____ Estratto
Carlo_Betocchi

“Diarietto invecchiando” 1961, Carlo Betocchi, recensione di Elena Di Gesualdo e Elvio Bombonato

Il tempo ci rapisce, e il cielo è solo
anche di queste rondini che il volo
intrecciano, pericolosamente,
come chi va cercando nella mente

qualche nome perduto… e il ritrovarlo
nemmeno conta, poiché ormai è già sera.
Eh sì! S’invecchia, e ritorna più vera
la vita che già fu, rosa da un tarlo…

un tarlo che la monda. E vien la sera.
E i pensieri s’intrecciano, e le rondini.
E non siamo più noi; siamo i profondi
cieli dell’esistenza, ahi come intera

e profondissima, cupa, nel suo indaco.

CARLO BETOCCHI,  “Diarietto invecchiando” 1961

Betocchi (1899-1986) è un altro poeta,  sommo, dimenticato.  Questa poesia è una meditazione sulla vecchiaia, la sera della vita.  Tre quartine di endecasillabi piani, più l’ultimo verso irrelato.  Rime baciate nella 1° quartina, incrociate nelle altre due.  “Rondini/profondi”:  rima resa imperfetta dall’ipermetria.
________
____ Voci elencate
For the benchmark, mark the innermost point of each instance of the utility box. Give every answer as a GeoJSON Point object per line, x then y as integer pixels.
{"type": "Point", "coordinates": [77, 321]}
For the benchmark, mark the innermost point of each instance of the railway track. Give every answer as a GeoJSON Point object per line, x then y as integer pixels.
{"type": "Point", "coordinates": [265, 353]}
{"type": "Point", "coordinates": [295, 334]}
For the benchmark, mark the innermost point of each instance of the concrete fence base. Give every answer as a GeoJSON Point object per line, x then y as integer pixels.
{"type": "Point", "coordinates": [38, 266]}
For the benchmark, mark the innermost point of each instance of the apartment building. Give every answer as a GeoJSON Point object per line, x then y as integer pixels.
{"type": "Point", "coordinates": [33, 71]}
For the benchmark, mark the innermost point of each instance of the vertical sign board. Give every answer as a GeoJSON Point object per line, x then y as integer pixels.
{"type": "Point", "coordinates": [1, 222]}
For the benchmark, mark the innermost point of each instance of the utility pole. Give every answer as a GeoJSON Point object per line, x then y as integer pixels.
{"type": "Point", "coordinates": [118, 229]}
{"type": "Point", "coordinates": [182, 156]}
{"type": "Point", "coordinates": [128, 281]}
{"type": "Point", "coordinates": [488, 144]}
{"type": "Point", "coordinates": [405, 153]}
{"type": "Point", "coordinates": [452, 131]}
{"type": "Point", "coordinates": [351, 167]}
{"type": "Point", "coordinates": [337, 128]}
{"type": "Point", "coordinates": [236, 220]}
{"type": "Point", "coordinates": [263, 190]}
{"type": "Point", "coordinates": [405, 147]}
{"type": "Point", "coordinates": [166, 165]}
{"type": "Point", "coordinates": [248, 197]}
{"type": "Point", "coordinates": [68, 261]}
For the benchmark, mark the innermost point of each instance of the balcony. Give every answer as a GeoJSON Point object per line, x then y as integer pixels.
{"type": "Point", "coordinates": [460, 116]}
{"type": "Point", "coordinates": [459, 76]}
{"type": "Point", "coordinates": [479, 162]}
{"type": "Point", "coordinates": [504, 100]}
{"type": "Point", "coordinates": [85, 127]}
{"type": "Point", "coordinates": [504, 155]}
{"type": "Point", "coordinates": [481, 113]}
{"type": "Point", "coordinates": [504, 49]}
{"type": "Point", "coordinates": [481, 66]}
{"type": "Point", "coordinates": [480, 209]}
________
## Compito
Prosegui l'estratto sulla poesia «Diarietto invecchiando» di Carlo Betocchi partendo dopo la sua ultima frase. I record non servono per svolgere il compito.

## Risposta scritta
Nella prima strofa domina il tema del tempo che scorre inesorabile, e che ci annuncia il termine dell’esistenza, breve, prossima alla sua imminente conclusione; un’esistenza intrecciata dai tanti ricordi, dalla pluralità di incontri, di cui la memoria ricerca il volto, il “nome”.  Questa rievocazione è quasi rischiosa per il poeta, come sono “pericolosissimi” i voli delle rondini che intrecciano in cielo il loro percorso;  un cielo che Betocchi definisce “cupo” e “solo”, perché sono queste le tinte attribuite alla vecchiezza, la malattia (“Il passero solitario”) che Leopardi detestava, pur accettandola.                                                                                                                               La rassegnazione a questo stadio della vita emerge nella seconda strofa.  Sembra invece che, guardando a ritroso le nostre esperienze, esse siano “più vere”.  Forse Betocchi rimpiange, come Leopardi – il suo poeta prediletto – il tempo passato, la giovinezza (“A Silvia”) di cui non seppe godere appieno.  “Il tarlo che la rode” è l’immagine del tempo che non è più, perso per sempre, ma che ci fa assaporare con quanta intensità abbiamo vissuto: “il tarlo che monda. E vien la sera”.  Questo è il verso che apre l’ultima strofa, calando autore e lettore nella profondità dell’ultimo momento della vita, quando ci dileguiamo e sprofondiamo nell’intensità di una dimensione oscura, anche se dallo sfondo sereno, “indaco”, a evocare la pace (Foscolo “Alla sera”), lo spegnersi di ogni anelito, persino di quello cui Betocchi accenna ai vv. 5/6 “ritrovarlo nemmeno conta”.  E’ vano scavare tra i ricordi, inutile riportare alla luce identità perdute, perché “Noi non siamo più noi”.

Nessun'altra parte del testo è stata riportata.